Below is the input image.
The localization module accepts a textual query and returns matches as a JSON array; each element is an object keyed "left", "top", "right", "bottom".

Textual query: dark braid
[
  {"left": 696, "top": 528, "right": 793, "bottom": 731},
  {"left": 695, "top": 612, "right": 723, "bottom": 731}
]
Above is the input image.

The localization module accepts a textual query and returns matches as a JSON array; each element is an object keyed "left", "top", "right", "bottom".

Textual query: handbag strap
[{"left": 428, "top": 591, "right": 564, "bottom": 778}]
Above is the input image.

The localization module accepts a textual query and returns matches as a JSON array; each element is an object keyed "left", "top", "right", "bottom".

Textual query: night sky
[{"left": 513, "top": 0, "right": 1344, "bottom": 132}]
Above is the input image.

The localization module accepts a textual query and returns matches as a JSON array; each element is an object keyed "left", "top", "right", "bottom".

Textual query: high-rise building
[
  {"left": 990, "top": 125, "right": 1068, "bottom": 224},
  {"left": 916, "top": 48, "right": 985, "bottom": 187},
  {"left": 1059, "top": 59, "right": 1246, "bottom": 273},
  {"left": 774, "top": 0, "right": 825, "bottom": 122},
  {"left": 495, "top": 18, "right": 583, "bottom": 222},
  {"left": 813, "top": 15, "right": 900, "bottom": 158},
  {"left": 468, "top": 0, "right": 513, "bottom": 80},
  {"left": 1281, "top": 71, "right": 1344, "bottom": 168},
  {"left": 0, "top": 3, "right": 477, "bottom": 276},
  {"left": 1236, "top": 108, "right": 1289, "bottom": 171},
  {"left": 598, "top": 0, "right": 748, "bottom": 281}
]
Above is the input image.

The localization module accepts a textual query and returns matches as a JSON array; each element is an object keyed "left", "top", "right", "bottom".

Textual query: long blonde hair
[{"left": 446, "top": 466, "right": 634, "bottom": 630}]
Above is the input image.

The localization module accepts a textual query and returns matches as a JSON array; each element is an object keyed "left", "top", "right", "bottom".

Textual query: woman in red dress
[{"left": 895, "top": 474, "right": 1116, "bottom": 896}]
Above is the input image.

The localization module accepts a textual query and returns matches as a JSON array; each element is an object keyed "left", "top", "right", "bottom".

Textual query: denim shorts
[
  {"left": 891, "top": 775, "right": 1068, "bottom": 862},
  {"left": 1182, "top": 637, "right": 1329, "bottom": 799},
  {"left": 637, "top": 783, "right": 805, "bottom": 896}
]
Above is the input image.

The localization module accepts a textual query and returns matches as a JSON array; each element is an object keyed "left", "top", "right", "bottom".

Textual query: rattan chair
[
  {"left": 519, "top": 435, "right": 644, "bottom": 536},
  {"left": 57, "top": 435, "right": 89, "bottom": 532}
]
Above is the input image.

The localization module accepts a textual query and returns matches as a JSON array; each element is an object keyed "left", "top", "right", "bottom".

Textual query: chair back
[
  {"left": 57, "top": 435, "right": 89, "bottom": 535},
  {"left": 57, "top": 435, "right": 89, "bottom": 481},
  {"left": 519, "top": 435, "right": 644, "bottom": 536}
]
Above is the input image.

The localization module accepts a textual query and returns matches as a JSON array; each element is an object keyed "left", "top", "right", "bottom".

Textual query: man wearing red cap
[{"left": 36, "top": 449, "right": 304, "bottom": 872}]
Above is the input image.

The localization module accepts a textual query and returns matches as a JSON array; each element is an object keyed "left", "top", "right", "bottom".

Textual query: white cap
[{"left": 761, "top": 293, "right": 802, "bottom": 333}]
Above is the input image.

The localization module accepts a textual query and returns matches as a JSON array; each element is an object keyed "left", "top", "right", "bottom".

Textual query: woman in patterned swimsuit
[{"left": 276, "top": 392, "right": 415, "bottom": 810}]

REQUIREMENTS
Output the data above exactly, please, line for line.

EXERCISE RESULT
Below is the input image.
The localization module accepts a textual query and returns matches as a JSON array; each element is an object keyed "left", "top", "right", "bottom".

Textual query: dark braid
[
  {"left": 696, "top": 528, "right": 793, "bottom": 731},
  {"left": 695, "top": 612, "right": 723, "bottom": 731}
]
Above is the input image.

The localization module accepts a textual query and returns matches as a JSON array; each element is an object keyed "left", "top", "right", "bottom".

Textual query: handbag strap
[{"left": 428, "top": 591, "right": 564, "bottom": 778}]
Above is the input image.

The localization module accepts a textual query and returns matches as a JSON array; each element is an object keyed "left", "top", "right", "bottom".

Textual query: night sky
[{"left": 513, "top": 0, "right": 1344, "bottom": 132}]
Above is the input image.

The localization module accepts a textual query and returns matches as a JSON array; each element is an object keyed "left", "top", "right", "bottom".

Textual query: high-rise building
[
  {"left": 990, "top": 125, "right": 1068, "bottom": 224},
  {"left": 916, "top": 48, "right": 985, "bottom": 187},
  {"left": 1059, "top": 59, "right": 1246, "bottom": 273},
  {"left": 774, "top": 0, "right": 825, "bottom": 122},
  {"left": 495, "top": 18, "right": 583, "bottom": 222},
  {"left": 813, "top": 15, "right": 900, "bottom": 158},
  {"left": 468, "top": 0, "right": 513, "bottom": 80},
  {"left": 1281, "top": 71, "right": 1344, "bottom": 168},
  {"left": 0, "top": 3, "right": 477, "bottom": 276},
  {"left": 1236, "top": 108, "right": 1289, "bottom": 171},
  {"left": 598, "top": 0, "right": 748, "bottom": 281}
]
Above is the input image.

The localization module accepts a textual query and returns matches as a JSON array; each element is an object keyed "left", "top", "right", "bottom".

Textual query: long blonde hair
[{"left": 446, "top": 466, "right": 634, "bottom": 630}]
Above is the input image.

The localization module accepts a textual query and returns matches as a JSON array; each element is an object keyed "left", "top", "right", "bottom".

Textual query: woman in red dress
[{"left": 895, "top": 474, "right": 1116, "bottom": 896}]
Above is the input image.

The localization module accepts a textual query and returns matches as a JSON array; each element is an object keyed "left", "top", "right", "bottom".

Textual query: denim shorts
[
  {"left": 891, "top": 775, "right": 1068, "bottom": 862},
  {"left": 1182, "top": 637, "right": 1329, "bottom": 799},
  {"left": 637, "top": 783, "right": 805, "bottom": 896}
]
Above is the input image.

The localization module accepts a textual query and returns matches as a JSON array; each element is an object keyed "left", "top", "right", "bottom".

Textual query: rattan chair
[
  {"left": 519, "top": 435, "right": 644, "bottom": 536},
  {"left": 57, "top": 435, "right": 89, "bottom": 532}
]
Above is the input image.

The localization module accepts a textual query and returns matches as a JSON array; each element is an object keyed "left", "top", "right", "bottom".

Textual query: chair back
[
  {"left": 57, "top": 435, "right": 89, "bottom": 535},
  {"left": 57, "top": 435, "right": 89, "bottom": 481},
  {"left": 519, "top": 435, "right": 644, "bottom": 536}
]
Above is the input image.

The localization module accepts a textual query and returns matches as a JSON array; each element is an object keyed "left", "top", "right", "bottom".

Textual query: man wearing red cap
[{"left": 36, "top": 449, "right": 304, "bottom": 872}]
Above is the input image.

The localization module accepts a textual query and returns matches as a JSON array; each element is an object keyed "left", "top", "right", "bottom".

Textual query: white cap
[{"left": 761, "top": 293, "right": 802, "bottom": 333}]
Above is the input image.

The localization module accepts a textual query and returns matches as a JSON array; each element is an object keyed "left", "top", "right", "bottom".

Textual query: woman in patterned swimsuit
[{"left": 276, "top": 392, "right": 415, "bottom": 810}]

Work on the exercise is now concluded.